━━ PROVIDED INFORMATION ━━

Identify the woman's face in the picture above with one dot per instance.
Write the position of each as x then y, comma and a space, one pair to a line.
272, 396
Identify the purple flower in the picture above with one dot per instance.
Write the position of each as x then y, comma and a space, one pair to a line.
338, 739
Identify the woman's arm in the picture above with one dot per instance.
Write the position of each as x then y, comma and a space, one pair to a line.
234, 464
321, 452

━━━
━━ PROVIDED INFORMATION ━━

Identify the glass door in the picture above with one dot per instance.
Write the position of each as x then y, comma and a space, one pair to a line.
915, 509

━━━
━━ PROVIDED INFORMATION ━━

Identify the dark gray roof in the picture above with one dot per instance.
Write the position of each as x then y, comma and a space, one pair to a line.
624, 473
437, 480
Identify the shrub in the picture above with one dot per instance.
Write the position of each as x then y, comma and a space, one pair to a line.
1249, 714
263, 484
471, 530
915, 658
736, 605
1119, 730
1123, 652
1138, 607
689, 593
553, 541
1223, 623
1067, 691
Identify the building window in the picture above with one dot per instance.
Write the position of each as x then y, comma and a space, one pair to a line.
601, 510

━━━

YOUR GOAL
Which of the lines above contain the word "with"? Return each of them in full.

TASK RESULT
Identify the woman's face in the picture above with one dot per instance.
Identify the purple flower in the picture above with one dot per instance.
Identify the woman's arm in the picture above with one dot per instance.
Identify the glass door in the picture above with one dot per instance.
Identify the dark gray roof in the picture above with one dot per instance.
Identify the shrub in the picture above with one dot per instance.
Identify the building window in the picture above with one dot per instance.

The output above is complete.